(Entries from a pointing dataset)
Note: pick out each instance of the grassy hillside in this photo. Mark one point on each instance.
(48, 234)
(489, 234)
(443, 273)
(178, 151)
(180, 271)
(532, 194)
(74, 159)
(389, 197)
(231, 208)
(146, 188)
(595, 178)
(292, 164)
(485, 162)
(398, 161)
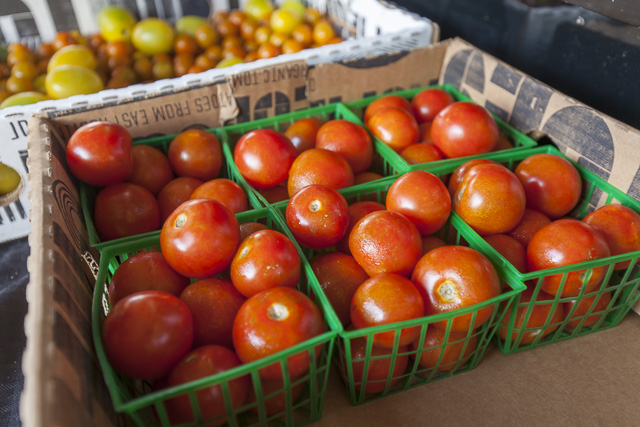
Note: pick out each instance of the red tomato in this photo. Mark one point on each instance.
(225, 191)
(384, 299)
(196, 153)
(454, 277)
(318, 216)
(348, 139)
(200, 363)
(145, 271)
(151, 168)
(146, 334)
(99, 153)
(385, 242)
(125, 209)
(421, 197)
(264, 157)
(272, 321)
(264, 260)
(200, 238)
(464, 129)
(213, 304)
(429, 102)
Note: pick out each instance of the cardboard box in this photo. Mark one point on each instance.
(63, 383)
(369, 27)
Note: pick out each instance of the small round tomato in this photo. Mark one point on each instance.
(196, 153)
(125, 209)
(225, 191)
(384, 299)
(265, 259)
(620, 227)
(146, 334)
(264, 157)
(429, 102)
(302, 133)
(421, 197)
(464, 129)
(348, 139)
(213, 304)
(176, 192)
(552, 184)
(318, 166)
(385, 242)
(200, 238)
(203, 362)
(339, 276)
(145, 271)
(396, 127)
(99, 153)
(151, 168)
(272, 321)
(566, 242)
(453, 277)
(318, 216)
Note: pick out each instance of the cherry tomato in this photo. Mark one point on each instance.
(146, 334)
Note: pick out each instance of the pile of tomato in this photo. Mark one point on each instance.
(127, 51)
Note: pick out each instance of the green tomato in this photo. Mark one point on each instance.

*PROBLEM STATEMENT*. Reproduce all of the records above verbatim, omitting the pictures.

*EXERCISE ANSWER*.
Note: pick out each instance of the grassy hillside in this photo. Mark one point on each instance.
(48, 234)
(489, 234)
(443, 273)
(178, 151)
(180, 271)
(532, 194)
(74, 159)
(389, 197)
(231, 208)
(146, 188)
(595, 178)
(292, 164)
(485, 162)
(398, 161)
Note: pick out each instance of the red tomato in this photo. Mark one point on each instance.
(225, 191)
(384, 299)
(196, 153)
(454, 277)
(318, 216)
(348, 139)
(200, 363)
(145, 271)
(151, 168)
(146, 334)
(99, 153)
(385, 242)
(125, 209)
(421, 197)
(264, 157)
(272, 321)
(264, 260)
(200, 238)
(464, 129)
(213, 304)
(429, 102)
Note: pick out each instance of the cardboard box in this photo. Mark one point on each instance.
(63, 383)
(369, 27)
Note: pick out each instance of the small round tomato in this photo. Mark one point on each instance.
(196, 153)
(125, 209)
(225, 191)
(384, 299)
(265, 259)
(620, 227)
(146, 334)
(264, 157)
(429, 102)
(302, 133)
(421, 197)
(464, 129)
(348, 139)
(213, 304)
(176, 192)
(552, 184)
(318, 166)
(385, 242)
(200, 238)
(203, 362)
(339, 276)
(145, 271)
(396, 127)
(99, 153)
(151, 168)
(272, 321)
(566, 242)
(453, 277)
(318, 216)
Note: pick out each instance of the cherry tomato in this photo. Mark one point on each instance.
(146, 334)
Note: pick out each instance of the pile of tomato in this photo. Mark one point on each instance.
(127, 51)
Note: pick out each instance of the green tomato in this photo. Mark one point on each instance.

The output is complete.